WHAT IS BEING ASKED: Transcription should be exact. Include all entries.

::: INFORMATION :::

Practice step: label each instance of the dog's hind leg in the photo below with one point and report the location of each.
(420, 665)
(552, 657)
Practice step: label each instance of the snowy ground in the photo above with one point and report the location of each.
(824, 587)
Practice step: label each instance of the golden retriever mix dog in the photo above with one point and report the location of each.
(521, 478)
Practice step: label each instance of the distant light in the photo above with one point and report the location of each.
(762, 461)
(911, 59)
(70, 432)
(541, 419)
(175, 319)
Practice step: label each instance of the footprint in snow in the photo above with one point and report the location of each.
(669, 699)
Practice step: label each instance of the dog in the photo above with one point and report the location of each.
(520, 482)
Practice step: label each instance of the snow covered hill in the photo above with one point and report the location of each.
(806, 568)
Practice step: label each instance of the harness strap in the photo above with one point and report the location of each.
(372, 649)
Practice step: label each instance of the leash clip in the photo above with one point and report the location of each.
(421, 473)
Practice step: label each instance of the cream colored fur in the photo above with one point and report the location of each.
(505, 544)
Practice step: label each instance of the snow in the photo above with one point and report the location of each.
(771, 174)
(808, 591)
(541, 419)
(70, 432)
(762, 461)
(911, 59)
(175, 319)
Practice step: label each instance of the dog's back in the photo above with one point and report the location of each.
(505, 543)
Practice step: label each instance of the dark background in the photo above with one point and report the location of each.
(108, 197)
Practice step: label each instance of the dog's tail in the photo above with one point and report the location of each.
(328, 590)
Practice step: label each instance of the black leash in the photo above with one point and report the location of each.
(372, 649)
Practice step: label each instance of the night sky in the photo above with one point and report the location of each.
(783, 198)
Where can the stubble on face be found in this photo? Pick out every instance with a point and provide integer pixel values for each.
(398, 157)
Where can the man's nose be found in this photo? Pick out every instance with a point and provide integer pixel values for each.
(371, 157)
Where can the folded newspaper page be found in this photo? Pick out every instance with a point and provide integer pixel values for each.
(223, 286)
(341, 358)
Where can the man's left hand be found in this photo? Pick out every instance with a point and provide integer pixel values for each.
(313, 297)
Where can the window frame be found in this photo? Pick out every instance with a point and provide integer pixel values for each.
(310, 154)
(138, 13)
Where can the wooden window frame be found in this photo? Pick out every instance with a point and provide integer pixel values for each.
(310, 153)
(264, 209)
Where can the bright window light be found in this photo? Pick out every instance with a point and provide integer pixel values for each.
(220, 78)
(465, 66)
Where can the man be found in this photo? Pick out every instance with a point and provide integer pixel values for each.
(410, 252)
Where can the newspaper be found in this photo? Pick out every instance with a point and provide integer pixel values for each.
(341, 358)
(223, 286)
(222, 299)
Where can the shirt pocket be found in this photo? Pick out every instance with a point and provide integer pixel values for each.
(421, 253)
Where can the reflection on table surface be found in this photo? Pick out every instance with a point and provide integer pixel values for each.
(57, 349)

:::

FINISHED TASK:
Practice step: label each instance of the dog's hind leg in the photo below with one point and report the location of each.
(420, 665)
(552, 657)
Practice step: label each instance of the snowy ground in the photo above with one point and report the location of each.
(824, 587)
Practice step: label each instance of the golden retriever mix dog in the photo above with one point and report the location of each.
(521, 478)
Practice step: label each instance of the distant light in the photo above with one point and report the location of each.
(762, 461)
(911, 59)
(70, 432)
(541, 419)
(175, 319)
Practice step: label each instance of the footprint in snow in the photo above with one point and report the location of each.
(669, 699)
Practice step: label each instance of the dog in the photo above with one point and report the location of each.
(520, 482)
Practice step: label each instance of the snow covered hill in the photo above with one point and report the location of each.
(806, 568)
Practice step: label each instance of the harness strap in the photo above with one point and report the location of each.
(372, 649)
Practice step: label each instance of the leash clip in the photo above with one point and report the location of each.
(421, 473)
Practice step: label each instance of the cream colored fur in the photo above with one point and report the location of each.
(505, 544)
Practice step: label each instance of the snow in the photo above with one point and report the location of each.
(771, 174)
(808, 591)
(541, 419)
(70, 432)
(762, 461)
(911, 59)
(175, 319)
Practice step: label each instance of the dog's back in the photo above with one point and report the location of each.
(505, 543)
Practice step: label each instance of the dark background in the photo above with one point and report the location of each.
(108, 197)
Practice step: label each instance of the dog's tail in the photo above with one point and report the location of each.
(328, 590)
Practice step: label each instance of the black leash in the photo above with one point and report the location of each.
(372, 649)
Practice step: label each instance of the night sky in the photo above with one point and report the location of each.
(783, 198)
Where can the stubble on face be found in this photo? Pick out every instance with a point and provide integer pixel values for each.
(398, 157)
Where can the man's nose be found in this photo? Pick out every instance with a point and provide integer pixel values for each.
(371, 157)
Where can the folded newspaper page be found in this photo? Pick out every instance with a point and provide integer pixel values for each.
(223, 286)
(341, 358)
Where can the man's left hand be found in this photo? Pick out every instance with a point and provide integer pixel values for each.
(313, 297)
Where can the window frame be found in this photo? Pick out every instance with a point and provide integer pixel values for each.
(310, 154)
(138, 13)
Where can the wooden window frame be found in this photo? Pick out every instance with a point and provide integer pixel values for each.
(310, 153)
(264, 209)
Where can the bright window light be found in this photo? Pick out every instance with a point and provide integer pixel values for each.
(220, 78)
(465, 66)
Where can the man be found in this photo? Pick out every instance with a point and provide integer pixel values for each.
(410, 252)
Where can the newspaper be found in this photo? Pick out every instance with a point and provide integer pixel values for each.
(341, 358)
(223, 286)
(222, 299)
Where can the shirt pocket be found in this photo? Pick out every instance with a point and provide integer pixel values for each.
(421, 253)
Where can the reflection on table surface be found in this photo? Pick out every instance with a point and provide integer pixel values for each.
(57, 349)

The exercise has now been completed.